[EXCERPT TO READ]
[R] [fixed] vectorized nested loop: apply a function that takes two rows
Peter Dalgaard
P.Dalgaard at biostat.ku.dk
Wed Jan 24 15:35:15 CET 2007
Jose Quesada wrote:
> Thanks Charles, Martin,
>
> Substantial improvement with the vectorized solution. Here is a quick benchmark:
>
> # The loop-based solution:
> nestedCos = function (x) {
> if (is(x, "Matrix") ) {
> cos = array(NA, c(ncol(x), ncol(x)))
> for (i in 2:ncol(x)) {
> for (j in 1:(i - 1)) {
> cos[i, j] = cosine(x[, i], x[, j])
> }
> }
> }
> return(cos)
> }
> # Charles C. Berry's vectorized approach
> flatCos = function (x) {
> res = crossprod( x , x )
> diagnl = Diagonal( ncol(x), 1 / sqrt( diag( res )))
> cos = diagnl %*% res %*% diagnl
> return(cos)
> }
>
> Benchmarking:
>
>
>> system.time(for(i in 1:10)nestedCos(x))
>>
> (I stopped because it was taking too long)
> Timing stopped at: 139.37 3.82 188.76 NA NA
>
>> system.time(for(i in 1:10)flatCos(x))

[JOB 1] Please report how many lines of the listing contain the string "tree", treating uppercase and lowercase as different, and give only the number.
The mailing-list post and the listing have no connection to each other.

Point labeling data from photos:

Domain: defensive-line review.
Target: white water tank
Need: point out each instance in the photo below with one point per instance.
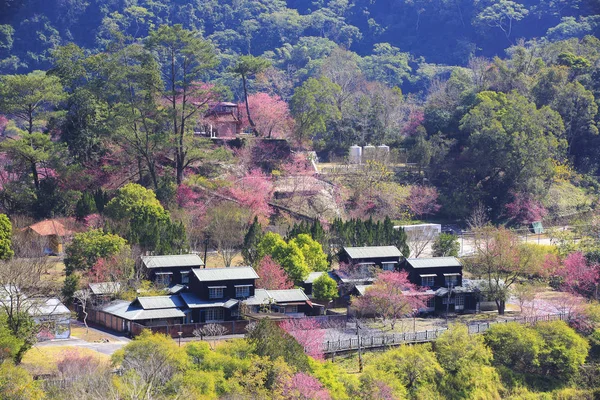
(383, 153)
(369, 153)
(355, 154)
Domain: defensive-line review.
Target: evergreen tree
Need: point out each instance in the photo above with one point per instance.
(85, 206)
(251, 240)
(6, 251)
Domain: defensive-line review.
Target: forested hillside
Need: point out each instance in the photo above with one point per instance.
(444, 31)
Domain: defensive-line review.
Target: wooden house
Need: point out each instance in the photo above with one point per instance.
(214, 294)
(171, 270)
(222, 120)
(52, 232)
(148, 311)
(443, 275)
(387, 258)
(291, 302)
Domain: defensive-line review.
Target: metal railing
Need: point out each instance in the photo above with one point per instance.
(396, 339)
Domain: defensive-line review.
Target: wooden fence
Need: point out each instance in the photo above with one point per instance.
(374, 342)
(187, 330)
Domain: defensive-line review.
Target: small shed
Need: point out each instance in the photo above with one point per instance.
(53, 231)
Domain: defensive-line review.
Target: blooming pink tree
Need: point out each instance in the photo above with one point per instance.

[JOB 2] For each statement, say yes or no to whether the mailing-list post on vectorized nested loops supports it, and quote the deciding words from the post: (a) The loop-based solution is defined as a function named nestedCos. (b) The benchmark of the loop-based solution ran until it finished. (c) The vectorized approach is credited to Martin.

[RESPONSE 1] 2

[RESPONSE 2]
(a) Yes: "# The loop-based solution:" followed by "nestedCos = function (x) {"
(b) No: "(I stopped because it was taking too long)"
(c) No: "# Charles C. Berry's vectorized approach"